3D-Film über das Wacken-Festival: Die Insel der Wikinger

„Wacken – 3D“ schafft eine faszinierende Welt, deren Realitätsgehalt gegen Null geht. Für eine Dokumentation ist das beachtlich.

Natürlich auch beim Wacken-Festival populär: Crowd-Surfing. Bild: ICS Festival Service GmbH

HAMBURG taz | Männer mit langen Haaren, schwarzen T-Shirts und festen Schuhen fallen in Wacken ein, einer 1.800-Seelen-Ortschaft 75 Kilometer nordwestlich von Hamburg. Die Männer haben Zelte und Bier dabei, sie gröhlen sich ihren Gruß zu und zeigen sich dabei eine Faust mit zwei gestreckten Fingern. Die Straße, durch die sie gehen, ist gesäumt von kleinen Einfamilienhäusern mit Rüschengardinen und kurz geschnittenem Rasen. Die schwarzen Männer interessieren sich nicht für die Häuser. Sie sind unterwegs zum Wacken-Festival, das jeden August 75.000 Metal-Fans aus aller Welt anzieht.

Die Bilder dieser Invasion gehören mittlerweile zu den großen Erzählungen der Open-Air-Geschichte, sie haben sich eingebrannt wie die Bilder vom Schlamm-Baden der Hippies beim Woodstock-Festival oder die Fotos von Jimi Hendrix’ Auftritt auf der Insel Fehmarn. Wacken ist ein popkulturelles Phänomen, das fast jedes Feuilleton schon untersucht hat. 2006 gab es den Film „Full Metal Village“, der das Dorf Wacken und seine Bewohner porträtiert. Ab dem heutigen Donnerstag gibt es den Film „Wacken – 3D“ im Kino. Und am 31. Juli startet die 25. Ausgabe des Open Airs. Die Karten dafür waren wie üblich nach wenigen Stunden ausverkauft.

„Wacken – 3D“ ist eine Dokumentation des Festivals 2013, die klassisch aufgebaut ist: Die Erzählweise ist chronologisch. Der Film beginnt mit Bildern vom Aufbau der Mega-Bühne, zeigt die Ruhe vor dem Sturm, die Fans bei der Anreise und schneidet Musiker dazwischen, die Wacken loben als Ort der Humanität, als Quelle des Lebens und der Heilung, als Aphrodisiakum.
--------------------------------------------------
AUFGABE 1:
Beantworte die folgenden Fragen anhand des Textes über das Wacken-Festival.
(a) Wie viele Metal-Fans zieht das Festival jeden August an?
(b) Welcher Film porträtierte 2006 das Dorf Wacken und seine Bewohner?
(c) Welchen Festivaljahrgang dokumentiert „Wacken – 3D“?
--------------------------------------------------
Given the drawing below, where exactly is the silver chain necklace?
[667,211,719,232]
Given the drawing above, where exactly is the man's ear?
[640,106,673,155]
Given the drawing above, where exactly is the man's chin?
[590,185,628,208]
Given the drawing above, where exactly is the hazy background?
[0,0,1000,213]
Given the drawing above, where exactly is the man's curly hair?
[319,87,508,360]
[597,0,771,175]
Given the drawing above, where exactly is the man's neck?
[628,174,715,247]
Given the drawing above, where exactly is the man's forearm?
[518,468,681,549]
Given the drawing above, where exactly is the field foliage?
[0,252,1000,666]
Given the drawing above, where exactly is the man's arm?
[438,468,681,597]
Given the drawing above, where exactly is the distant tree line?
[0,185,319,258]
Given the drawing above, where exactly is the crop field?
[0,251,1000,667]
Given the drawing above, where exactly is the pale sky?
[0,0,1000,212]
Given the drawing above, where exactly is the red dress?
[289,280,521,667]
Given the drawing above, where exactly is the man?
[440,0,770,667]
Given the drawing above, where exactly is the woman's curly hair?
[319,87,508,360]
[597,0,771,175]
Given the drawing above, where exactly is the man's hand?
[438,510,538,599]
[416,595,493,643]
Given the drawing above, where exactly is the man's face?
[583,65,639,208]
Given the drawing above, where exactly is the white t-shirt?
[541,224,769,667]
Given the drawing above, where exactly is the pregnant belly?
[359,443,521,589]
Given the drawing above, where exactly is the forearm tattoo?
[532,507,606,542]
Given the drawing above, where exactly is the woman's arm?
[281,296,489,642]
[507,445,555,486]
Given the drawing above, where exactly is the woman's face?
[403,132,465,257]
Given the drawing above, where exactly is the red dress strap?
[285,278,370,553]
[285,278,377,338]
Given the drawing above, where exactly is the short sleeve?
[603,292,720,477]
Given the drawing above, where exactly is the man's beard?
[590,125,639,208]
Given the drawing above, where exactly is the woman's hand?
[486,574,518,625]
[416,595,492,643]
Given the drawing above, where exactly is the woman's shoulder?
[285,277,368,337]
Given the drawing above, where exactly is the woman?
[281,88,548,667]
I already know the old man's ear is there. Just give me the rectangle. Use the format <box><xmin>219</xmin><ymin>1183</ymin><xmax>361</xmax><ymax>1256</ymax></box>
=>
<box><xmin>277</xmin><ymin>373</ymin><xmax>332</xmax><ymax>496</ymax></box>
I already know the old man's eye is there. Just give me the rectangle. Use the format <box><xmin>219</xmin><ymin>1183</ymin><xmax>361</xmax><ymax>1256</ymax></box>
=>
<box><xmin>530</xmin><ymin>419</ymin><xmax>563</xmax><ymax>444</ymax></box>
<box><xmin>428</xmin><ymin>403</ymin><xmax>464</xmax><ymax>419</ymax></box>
--------------------------------------------------
AUFGABE 2:
Gib aus den Einträgen die Zeilen unverändert aus, beginnend mit der Zeile, die „Given the drawing above, where exactly is the man's ear?“ enthält, und endend mit der Zeile, die „[628,174,715,247]“ enthält, beide eingeschlossen.

VOLLSTÄNDIGE ANTWORT 1:
(a) 75.000 Metal-Fans aus aller Welt
(b) „Full Metal Village“
(c) Das Festival 2013

VOLLSTÄNDIGE ANTWORT 2:
Given the drawing above, where exactly is the man's ear?
[640,106,673,155]
Given the drawing above, where exactly is the man's chin?
[590,185,628,208]
Given the drawing above, where exactly is the hazy background?
[0,0,1000,213]
Given the drawing above, where exactly is the man's curly hair?
[319,87,508,360]
[597,0,771,175]
Given the drawing above, where exactly is the man's neck?
[628,174,715,247]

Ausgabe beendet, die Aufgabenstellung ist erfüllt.